WHAT YOU HAVE TO DO
Below are records. Copy every line with "dish" in it.

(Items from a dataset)
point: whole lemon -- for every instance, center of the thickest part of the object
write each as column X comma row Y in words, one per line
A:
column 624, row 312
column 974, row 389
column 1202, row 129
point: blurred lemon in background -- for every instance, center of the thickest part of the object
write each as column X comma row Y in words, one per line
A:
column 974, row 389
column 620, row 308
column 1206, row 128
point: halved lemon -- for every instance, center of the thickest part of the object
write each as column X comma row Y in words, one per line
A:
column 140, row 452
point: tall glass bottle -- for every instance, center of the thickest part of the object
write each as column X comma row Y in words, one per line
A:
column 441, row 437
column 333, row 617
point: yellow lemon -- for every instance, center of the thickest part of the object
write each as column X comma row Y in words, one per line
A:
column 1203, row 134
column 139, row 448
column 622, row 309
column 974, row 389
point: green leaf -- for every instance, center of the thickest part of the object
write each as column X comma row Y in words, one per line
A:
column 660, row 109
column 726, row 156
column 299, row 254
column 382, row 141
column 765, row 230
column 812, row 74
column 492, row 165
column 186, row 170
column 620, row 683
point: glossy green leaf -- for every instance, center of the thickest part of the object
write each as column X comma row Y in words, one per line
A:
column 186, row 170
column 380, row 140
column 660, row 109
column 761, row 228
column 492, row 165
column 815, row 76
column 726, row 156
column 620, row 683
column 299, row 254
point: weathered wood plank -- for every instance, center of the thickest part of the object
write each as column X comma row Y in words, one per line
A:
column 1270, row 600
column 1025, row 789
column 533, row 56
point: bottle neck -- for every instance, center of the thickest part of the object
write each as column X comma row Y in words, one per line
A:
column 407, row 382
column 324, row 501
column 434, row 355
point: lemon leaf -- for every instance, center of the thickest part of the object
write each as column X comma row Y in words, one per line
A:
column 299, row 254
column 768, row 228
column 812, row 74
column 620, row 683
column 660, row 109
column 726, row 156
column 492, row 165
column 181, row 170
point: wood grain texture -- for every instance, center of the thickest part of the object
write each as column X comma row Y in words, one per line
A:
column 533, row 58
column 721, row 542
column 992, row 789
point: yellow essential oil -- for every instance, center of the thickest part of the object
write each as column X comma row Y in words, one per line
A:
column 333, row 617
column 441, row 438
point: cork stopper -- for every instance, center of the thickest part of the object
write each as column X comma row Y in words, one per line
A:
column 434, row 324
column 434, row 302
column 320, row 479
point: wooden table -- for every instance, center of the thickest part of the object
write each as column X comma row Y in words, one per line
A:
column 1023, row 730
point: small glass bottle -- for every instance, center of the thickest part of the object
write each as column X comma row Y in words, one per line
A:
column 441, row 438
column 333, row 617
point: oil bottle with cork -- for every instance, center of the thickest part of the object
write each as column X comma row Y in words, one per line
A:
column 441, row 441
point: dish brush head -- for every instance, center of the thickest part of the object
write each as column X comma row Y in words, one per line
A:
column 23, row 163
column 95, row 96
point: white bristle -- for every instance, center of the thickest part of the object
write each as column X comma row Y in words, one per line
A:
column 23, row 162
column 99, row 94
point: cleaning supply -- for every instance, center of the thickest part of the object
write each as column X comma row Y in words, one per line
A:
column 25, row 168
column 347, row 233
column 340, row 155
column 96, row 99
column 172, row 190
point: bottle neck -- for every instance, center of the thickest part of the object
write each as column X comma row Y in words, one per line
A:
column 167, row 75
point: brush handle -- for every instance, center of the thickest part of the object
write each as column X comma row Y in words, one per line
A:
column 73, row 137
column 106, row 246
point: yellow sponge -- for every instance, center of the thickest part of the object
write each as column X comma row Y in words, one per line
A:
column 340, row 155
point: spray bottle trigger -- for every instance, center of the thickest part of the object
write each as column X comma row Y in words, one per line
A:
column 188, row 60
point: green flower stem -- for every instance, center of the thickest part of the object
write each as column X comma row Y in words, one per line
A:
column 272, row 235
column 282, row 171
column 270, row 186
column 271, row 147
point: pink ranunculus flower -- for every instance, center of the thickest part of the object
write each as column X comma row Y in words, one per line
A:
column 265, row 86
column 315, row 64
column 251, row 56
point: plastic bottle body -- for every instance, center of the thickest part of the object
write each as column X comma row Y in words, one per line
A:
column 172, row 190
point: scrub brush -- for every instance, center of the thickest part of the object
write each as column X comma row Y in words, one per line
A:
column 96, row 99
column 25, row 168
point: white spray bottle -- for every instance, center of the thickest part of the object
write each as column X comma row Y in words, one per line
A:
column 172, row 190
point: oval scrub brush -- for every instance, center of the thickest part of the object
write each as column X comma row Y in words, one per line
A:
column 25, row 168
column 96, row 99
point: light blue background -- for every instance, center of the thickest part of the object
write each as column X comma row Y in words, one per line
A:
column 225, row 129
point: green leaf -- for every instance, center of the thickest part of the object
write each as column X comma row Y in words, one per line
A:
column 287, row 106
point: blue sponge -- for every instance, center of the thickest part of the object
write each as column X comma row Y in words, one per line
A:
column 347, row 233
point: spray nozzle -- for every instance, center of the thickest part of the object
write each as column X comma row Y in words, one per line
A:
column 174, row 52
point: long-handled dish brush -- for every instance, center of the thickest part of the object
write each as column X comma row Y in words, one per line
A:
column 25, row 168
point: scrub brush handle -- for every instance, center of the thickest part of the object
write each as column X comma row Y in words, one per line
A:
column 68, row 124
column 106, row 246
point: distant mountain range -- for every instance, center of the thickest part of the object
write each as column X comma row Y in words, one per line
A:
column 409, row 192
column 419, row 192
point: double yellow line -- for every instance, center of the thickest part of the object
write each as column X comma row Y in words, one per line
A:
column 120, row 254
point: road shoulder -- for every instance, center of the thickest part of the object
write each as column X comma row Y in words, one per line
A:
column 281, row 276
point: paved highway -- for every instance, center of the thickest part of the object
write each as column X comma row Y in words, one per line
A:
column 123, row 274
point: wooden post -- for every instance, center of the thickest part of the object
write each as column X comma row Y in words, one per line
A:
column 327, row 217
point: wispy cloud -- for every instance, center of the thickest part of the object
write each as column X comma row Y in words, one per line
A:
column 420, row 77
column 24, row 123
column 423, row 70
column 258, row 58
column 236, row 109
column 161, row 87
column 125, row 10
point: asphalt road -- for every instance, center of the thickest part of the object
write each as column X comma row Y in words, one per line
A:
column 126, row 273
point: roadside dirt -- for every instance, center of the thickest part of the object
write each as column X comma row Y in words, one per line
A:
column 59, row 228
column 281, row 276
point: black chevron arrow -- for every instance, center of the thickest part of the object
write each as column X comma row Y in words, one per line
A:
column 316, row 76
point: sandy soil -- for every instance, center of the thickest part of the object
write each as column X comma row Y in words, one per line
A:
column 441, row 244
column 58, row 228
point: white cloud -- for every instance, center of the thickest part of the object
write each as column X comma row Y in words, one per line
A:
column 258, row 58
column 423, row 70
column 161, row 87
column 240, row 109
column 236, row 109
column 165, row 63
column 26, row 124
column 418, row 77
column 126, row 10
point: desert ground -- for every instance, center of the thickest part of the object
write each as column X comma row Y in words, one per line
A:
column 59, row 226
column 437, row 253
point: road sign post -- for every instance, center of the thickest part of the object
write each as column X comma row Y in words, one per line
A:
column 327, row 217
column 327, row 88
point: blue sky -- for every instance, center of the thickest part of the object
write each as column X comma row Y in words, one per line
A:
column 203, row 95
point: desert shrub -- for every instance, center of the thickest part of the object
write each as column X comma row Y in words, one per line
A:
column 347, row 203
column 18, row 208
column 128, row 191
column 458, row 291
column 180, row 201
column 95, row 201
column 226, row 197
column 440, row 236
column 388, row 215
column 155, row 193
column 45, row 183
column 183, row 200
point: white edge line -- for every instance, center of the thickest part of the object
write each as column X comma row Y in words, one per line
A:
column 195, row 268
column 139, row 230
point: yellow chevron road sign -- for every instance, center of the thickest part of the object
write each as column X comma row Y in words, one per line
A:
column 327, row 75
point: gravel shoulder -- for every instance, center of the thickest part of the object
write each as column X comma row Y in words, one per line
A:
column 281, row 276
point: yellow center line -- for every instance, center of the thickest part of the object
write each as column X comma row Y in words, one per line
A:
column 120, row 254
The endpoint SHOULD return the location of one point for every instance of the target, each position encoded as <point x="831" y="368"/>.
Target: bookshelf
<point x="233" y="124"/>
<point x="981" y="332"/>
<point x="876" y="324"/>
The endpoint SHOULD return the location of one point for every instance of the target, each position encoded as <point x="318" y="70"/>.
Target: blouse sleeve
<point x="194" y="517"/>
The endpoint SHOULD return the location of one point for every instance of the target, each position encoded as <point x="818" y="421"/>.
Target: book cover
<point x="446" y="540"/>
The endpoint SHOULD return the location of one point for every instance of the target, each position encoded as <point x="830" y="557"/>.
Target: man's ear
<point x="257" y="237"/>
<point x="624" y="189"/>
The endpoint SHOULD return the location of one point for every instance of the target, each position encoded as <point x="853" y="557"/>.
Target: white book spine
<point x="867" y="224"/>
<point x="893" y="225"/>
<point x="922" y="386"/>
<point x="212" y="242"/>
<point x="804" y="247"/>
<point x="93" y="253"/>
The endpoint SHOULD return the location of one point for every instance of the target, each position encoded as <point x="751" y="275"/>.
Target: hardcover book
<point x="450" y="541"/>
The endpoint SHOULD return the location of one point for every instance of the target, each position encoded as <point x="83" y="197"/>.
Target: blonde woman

EXERCISE RESULT
point: dish brush head -- for every instance, center of the thickest part of the object
point: long-handled dish brush -- for every instance, center of the thickest part of the object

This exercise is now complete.